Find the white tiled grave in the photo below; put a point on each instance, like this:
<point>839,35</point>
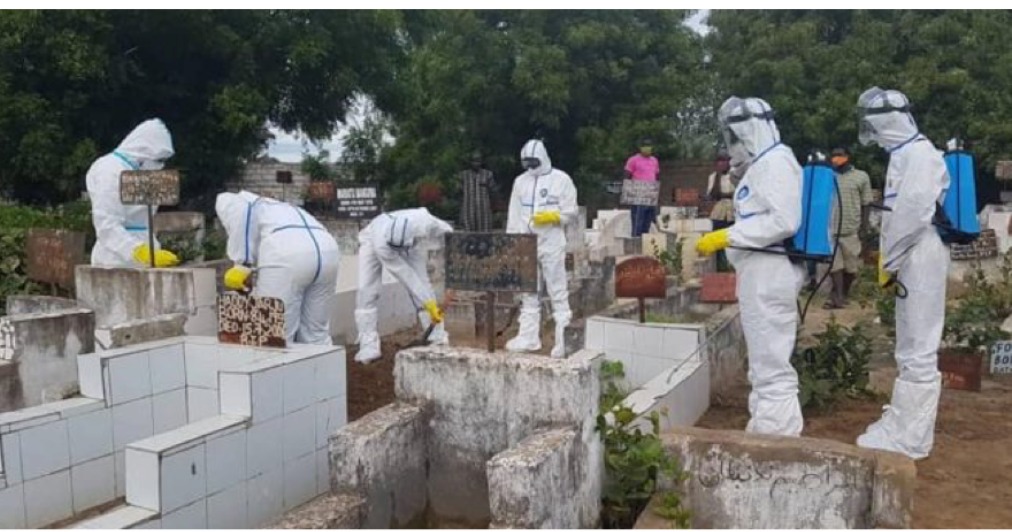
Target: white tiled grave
<point>195,434</point>
<point>666,367</point>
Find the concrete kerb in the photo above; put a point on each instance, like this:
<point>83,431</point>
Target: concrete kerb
<point>748,480</point>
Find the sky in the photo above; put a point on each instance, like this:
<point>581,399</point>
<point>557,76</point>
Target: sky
<point>289,148</point>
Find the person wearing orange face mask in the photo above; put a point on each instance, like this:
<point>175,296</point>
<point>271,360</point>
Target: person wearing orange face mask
<point>851,220</point>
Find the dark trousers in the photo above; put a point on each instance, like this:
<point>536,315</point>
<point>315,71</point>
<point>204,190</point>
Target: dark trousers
<point>643,216</point>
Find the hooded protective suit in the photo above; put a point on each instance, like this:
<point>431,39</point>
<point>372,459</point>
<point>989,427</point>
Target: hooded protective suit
<point>390,243</point>
<point>542,202</point>
<point>914,253</point>
<point>119,229</point>
<point>296,258</point>
<point>767,211</point>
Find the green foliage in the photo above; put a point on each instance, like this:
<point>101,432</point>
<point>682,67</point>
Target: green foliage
<point>672,260</point>
<point>633,459</point>
<point>835,367</point>
<point>812,65</point>
<point>73,83</point>
<point>974,321</point>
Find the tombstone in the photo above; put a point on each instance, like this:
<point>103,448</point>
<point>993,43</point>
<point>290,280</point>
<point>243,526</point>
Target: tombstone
<point>491,262</point>
<point>250,321</point>
<point>53,254</point>
<point>641,277</point>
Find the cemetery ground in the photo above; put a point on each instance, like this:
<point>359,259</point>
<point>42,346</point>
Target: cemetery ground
<point>966,482</point>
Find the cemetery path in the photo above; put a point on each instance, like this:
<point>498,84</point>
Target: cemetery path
<point>966,482</point>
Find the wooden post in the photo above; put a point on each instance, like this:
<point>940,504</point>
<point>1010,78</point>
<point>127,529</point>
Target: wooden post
<point>490,320</point>
<point>151,234</point>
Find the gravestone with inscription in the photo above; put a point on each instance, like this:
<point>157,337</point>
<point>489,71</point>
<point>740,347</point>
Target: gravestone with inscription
<point>640,192</point>
<point>53,254</point>
<point>491,262</point>
<point>150,188</point>
<point>641,277</point>
<point>250,321</point>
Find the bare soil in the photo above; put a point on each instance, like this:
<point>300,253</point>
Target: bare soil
<point>966,482</point>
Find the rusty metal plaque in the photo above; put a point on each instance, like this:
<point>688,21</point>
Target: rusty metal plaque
<point>640,192</point>
<point>641,277</point>
<point>250,321</point>
<point>53,254</point>
<point>149,187</point>
<point>491,261</point>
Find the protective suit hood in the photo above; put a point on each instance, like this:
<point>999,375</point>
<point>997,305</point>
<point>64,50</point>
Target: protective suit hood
<point>886,118</point>
<point>148,143</point>
<point>748,128</point>
<point>535,148</point>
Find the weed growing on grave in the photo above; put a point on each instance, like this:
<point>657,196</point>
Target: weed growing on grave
<point>633,459</point>
<point>835,367</point>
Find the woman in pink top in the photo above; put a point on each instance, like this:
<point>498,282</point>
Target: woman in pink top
<point>643,167</point>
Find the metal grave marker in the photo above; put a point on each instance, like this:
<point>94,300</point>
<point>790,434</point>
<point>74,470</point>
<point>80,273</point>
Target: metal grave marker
<point>150,187</point>
<point>250,321</point>
<point>1001,358</point>
<point>357,201</point>
<point>641,277</point>
<point>53,254</point>
<point>491,262</point>
<point>640,192</point>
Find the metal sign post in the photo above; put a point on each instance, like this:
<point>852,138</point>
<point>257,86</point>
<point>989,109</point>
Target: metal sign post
<point>150,188</point>
<point>491,262</point>
<point>641,277</point>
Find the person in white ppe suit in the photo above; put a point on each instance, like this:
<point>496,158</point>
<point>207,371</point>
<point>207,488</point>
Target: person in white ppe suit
<point>294,257</point>
<point>542,202</point>
<point>392,242</point>
<point>913,256</point>
<point>767,206</point>
<point>121,231</point>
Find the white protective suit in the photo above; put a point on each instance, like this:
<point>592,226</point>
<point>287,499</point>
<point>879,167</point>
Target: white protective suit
<point>542,189</point>
<point>912,250</point>
<point>296,260</point>
<point>391,242</point>
<point>767,211</point>
<point>120,229</point>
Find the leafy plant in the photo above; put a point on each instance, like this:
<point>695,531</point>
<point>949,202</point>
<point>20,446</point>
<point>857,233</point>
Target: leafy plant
<point>834,367</point>
<point>633,459</point>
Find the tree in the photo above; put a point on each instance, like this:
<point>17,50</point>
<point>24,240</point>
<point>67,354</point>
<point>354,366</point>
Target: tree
<point>812,66</point>
<point>73,84</point>
<point>590,83</point>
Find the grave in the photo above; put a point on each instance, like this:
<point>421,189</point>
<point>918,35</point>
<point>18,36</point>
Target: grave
<point>512,444</point>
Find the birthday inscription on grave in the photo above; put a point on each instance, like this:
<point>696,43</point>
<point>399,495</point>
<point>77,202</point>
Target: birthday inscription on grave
<point>149,187</point>
<point>250,321</point>
<point>53,254</point>
<point>491,261</point>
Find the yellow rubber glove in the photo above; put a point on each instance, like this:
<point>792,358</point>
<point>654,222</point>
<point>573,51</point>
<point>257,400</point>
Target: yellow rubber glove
<point>163,258</point>
<point>546,217</point>
<point>236,277</point>
<point>713,242</point>
<point>434,313</point>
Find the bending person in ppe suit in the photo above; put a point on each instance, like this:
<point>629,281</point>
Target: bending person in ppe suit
<point>767,206</point>
<point>121,231</point>
<point>391,242</point>
<point>294,257</point>
<point>914,255</point>
<point>543,200</point>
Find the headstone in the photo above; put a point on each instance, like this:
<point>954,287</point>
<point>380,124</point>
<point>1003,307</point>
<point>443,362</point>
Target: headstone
<point>640,192</point>
<point>149,187</point>
<point>491,262</point>
<point>357,201</point>
<point>53,254</point>
<point>1001,358</point>
<point>250,321</point>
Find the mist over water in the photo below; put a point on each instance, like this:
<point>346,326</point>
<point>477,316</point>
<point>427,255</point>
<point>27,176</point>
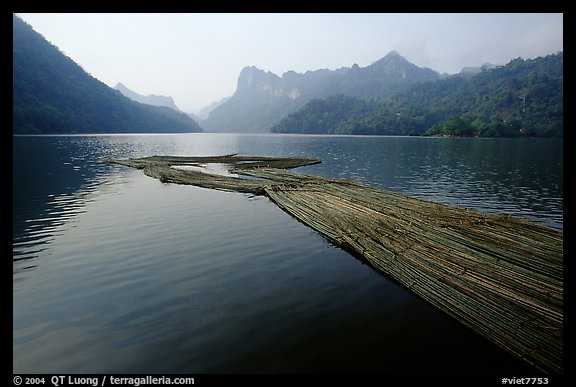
____
» **TASK STATEMENT**
Retype every one of the records above without any changes, but leave out the pictures.

» **ANSWER FOR THE TASK**
Find the white tiled grave in the photo below; put a point on each instance, like this:
<point>839,35</point>
Target: white tiled grave
<point>195,434</point>
<point>666,367</point>
Find the concrete kerb in the photo above; put a point on each instance, like this:
<point>83,431</point>
Target: concrete kerb
<point>748,480</point>
Find the sky in the photo above; put a point on each instance, like this:
<point>581,399</point>
<point>557,76</point>
Target: sky
<point>289,148</point>
Find the person wearing orange face mask in the photo above; put a point on each instance, like this:
<point>175,296</point>
<point>271,360</point>
Target: person wearing orange face mask
<point>851,220</point>
Find the dark trousers in the photo above; put a point on each instance, like this:
<point>536,315</point>
<point>315,71</point>
<point>204,190</point>
Target: dark trousers
<point>643,216</point>
Find the hooded protective suit in the photo above; put a point on each instance, like this:
<point>431,39</point>
<point>372,459</point>
<point>989,427</point>
Target: hooded protective suit
<point>390,243</point>
<point>542,202</point>
<point>914,253</point>
<point>119,229</point>
<point>296,258</point>
<point>767,211</point>
Find the green foliage in the photo above; put a point on each instance, like this:
<point>101,432</point>
<point>682,67</point>
Target: green foliage
<point>672,260</point>
<point>633,459</point>
<point>835,367</point>
<point>812,65</point>
<point>73,83</point>
<point>974,321</point>
Find the tombstone in the photo above; put a point on each instance, like this:
<point>103,448</point>
<point>993,43</point>
<point>290,280</point>
<point>243,526</point>
Target: tombstone
<point>491,262</point>
<point>250,321</point>
<point>53,254</point>
<point>641,277</point>
Find the cemetery ground in the photo above; put a point on each instance, like this:
<point>359,259</point>
<point>42,346</point>
Target: cemetery ground
<point>966,482</point>
Find the cemetery path in the photo above; put a point on each instance, like this:
<point>498,84</point>
Target: cemetery path
<point>966,482</point>
Find the wooden post in the photo above; put a point on each instance, like this:
<point>940,504</point>
<point>1010,78</point>
<point>127,529</point>
Target: wooden post
<point>490,320</point>
<point>151,234</point>
Find the gravestone with inscription in the photo above; put a point on each instance, like this:
<point>157,337</point>
<point>489,71</point>
<point>740,347</point>
Target: gravestone with inscription
<point>640,192</point>
<point>53,254</point>
<point>491,262</point>
<point>150,188</point>
<point>641,277</point>
<point>250,321</point>
Find the bare soil in the photo above; put a point on each instance, like this:
<point>300,253</point>
Target: bare soil
<point>966,482</point>
Find the rusty metal plaque in the photo above; put a point on each instance, like this:
<point>688,21</point>
Target: rusty metal plaque
<point>640,192</point>
<point>641,277</point>
<point>250,321</point>
<point>53,254</point>
<point>149,187</point>
<point>491,261</point>
Find the protective suit hood in the photo above; put a point on each instance, like this:
<point>999,375</point>
<point>997,305</point>
<point>64,50</point>
Target: protective suit hood
<point>886,118</point>
<point>148,143</point>
<point>748,128</point>
<point>535,148</point>
Find the weed growing on grave in the photo above; put a point on each instance, like this:
<point>657,196</point>
Target: weed growing on grave
<point>633,459</point>
<point>835,367</point>
Find the woman in pink top in the photo above; put a point on each instance, like this:
<point>498,282</point>
Target: woman in pink top
<point>643,167</point>
Find the metal grave marker in the photo above; put a point on each instance, like this:
<point>94,300</point>
<point>790,434</point>
<point>74,470</point>
<point>80,273</point>
Target: metal grave marker
<point>150,187</point>
<point>250,321</point>
<point>1001,358</point>
<point>357,201</point>
<point>641,277</point>
<point>53,254</point>
<point>491,262</point>
<point>640,192</point>
Find the metal sign post in the photo above; put a point on each instance, like this:
<point>852,138</point>
<point>257,86</point>
<point>989,109</point>
Target: metal sign post
<point>150,188</point>
<point>491,262</point>
<point>641,277</point>
Find the person in white ppe suit in the photo above; put a point on each instance, like this:
<point>496,158</point>
<point>207,371</point>
<point>207,488</point>
Target: person in white ppe suit
<point>294,257</point>
<point>542,202</point>
<point>392,242</point>
<point>913,256</point>
<point>767,206</point>
<point>121,231</point>
Find the white protective suit in the photo above; put a point on each instance, like this:
<point>592,226</point>
<point>287,499</point>
<point>879,167</point>
Target: white protective suit
<point>542,189</point>
<point>912,250</point>
<point>296,260</point>
<point>391,242</point>
<point>767,211</point>
<point>120,229</point>
Find the leafy plant in the photo above; put a point on each instance, like this:
<point>695,531</point>
<point>949,202</point>
<point>20,446</point>
<point>857,233</point>
Target: leafy plant
<point>834,367</point>
<point>633,459</point>
Find the tree in the photo above; put a point on each instance, like this:
<point>17,50</point>
<point>24,240</point>
<point>67,354</point>
<point>354,366</point>
Target: tree
<point>812,66</point>
<point>73,84</point>
<point>590,83</point>
Find the grave in the photo above; put a point on each instance, like this:
<point>421,189</point>
<point>918,35</point>
<point>18,36</point>
Target: grave
<point>512,444</point>
Find the birthday inscription on grave in the photo above; put a point on each instance, like this:
<point>696,43</point>
<point>399,495</point>
<point>77,202</point>
Target: birthday inscription on grave
<point>149,187</point>
<point>250,321</point>
<point>53,254</point>
<point>491,261</point>
Find the yellow rubber glove in the photo above; put a point on each instance, like this:
<point>792,358</point>
<point>654,222</point>
<point>573,51</point>
<point>257,400</point>
Target: yellow rubber glove
<point>163,258</point>
<point>546,217</point>
<point>236,277</point>
<point>713,242</point>
<point>434,313</point>
Find the bending person in ppe suit in the photo above; put a point on each instance, like this:
<point>629,281</point>
Target: bending person in ppe suit
<point>767,206</point>
<point>121,231</point>
<point>391,242</point>
<point>294,257</point>
<point>914,255</point>
<point>543,200</point>
Find the headstone in the photo above; put a point on each instance, like this:
<point>954,287</point>
<point>380,124</point>
<point>1003,307</point>
<point>443,362</point>
Target: headstone
<point>640,192</point>
<point>149,187</point>
<point>491,262</point>
<point>357,201</point>
<point>53,254</point>
<point>1001,358</point>
<point>250,321</point>
Find the mist over water in the photo below; put a point on each instance, like this:
<point>346,326</point>
<point>477,316</point>
<point>427,255</point>
<point>27,176</point>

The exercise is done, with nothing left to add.